== Exercise requirements ==
Copy the stretch from the line containing "In this exercise you will mark every instance of the clear" through the end of the entries, with requests included. Add 48 to every coordinate in the answer points, but leave the requests and their sample points unchanged.

== Dataset entries on where objects appear ==
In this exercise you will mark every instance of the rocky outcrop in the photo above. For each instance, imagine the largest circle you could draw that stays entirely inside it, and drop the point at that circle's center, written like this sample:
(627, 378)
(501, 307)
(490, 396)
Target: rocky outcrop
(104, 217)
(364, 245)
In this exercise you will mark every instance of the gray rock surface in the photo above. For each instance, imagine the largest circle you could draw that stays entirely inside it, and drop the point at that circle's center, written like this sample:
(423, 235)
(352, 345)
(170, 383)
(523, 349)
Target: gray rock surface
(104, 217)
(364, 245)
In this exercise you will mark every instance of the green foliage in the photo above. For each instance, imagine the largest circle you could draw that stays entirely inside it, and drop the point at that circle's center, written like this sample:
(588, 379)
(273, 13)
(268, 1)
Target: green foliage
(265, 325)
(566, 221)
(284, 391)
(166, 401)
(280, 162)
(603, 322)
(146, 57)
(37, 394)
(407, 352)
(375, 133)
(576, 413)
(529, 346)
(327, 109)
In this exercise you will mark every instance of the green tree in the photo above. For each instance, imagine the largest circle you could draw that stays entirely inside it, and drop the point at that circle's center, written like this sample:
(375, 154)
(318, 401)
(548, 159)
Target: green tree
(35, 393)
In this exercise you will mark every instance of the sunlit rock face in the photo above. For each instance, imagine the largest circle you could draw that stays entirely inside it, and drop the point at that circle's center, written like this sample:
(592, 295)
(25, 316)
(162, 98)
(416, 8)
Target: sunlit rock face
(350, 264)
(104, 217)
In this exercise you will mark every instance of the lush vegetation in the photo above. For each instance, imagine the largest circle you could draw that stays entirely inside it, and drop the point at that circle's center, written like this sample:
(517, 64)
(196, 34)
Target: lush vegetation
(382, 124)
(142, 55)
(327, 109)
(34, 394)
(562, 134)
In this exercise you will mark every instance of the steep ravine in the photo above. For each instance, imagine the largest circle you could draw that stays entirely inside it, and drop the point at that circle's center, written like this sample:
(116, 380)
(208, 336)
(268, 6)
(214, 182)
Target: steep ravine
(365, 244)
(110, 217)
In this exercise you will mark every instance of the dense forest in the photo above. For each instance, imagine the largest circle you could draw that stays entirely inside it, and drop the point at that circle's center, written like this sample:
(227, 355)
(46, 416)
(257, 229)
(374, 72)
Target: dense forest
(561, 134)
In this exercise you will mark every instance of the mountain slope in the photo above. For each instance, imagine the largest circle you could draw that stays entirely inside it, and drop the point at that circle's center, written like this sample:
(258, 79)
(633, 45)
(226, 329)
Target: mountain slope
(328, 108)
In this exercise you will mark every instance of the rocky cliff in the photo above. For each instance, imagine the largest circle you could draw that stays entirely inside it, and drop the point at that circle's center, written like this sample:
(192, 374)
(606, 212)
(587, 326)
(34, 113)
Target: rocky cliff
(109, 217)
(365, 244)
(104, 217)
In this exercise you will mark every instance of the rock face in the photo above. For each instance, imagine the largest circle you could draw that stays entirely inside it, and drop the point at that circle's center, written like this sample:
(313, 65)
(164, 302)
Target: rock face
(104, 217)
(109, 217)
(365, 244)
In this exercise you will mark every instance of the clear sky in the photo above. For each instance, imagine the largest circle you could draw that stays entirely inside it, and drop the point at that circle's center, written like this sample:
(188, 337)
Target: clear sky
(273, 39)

== Solution to this problem ==
In this exercise you will mark every instance of the clear sky in the photo above. For each instance, imagine the largest circle you could draw that stays entirely inside it, and drop the point at that circle's center, written like this sample:
(188, 337)
Target: clear sky
(321, 87)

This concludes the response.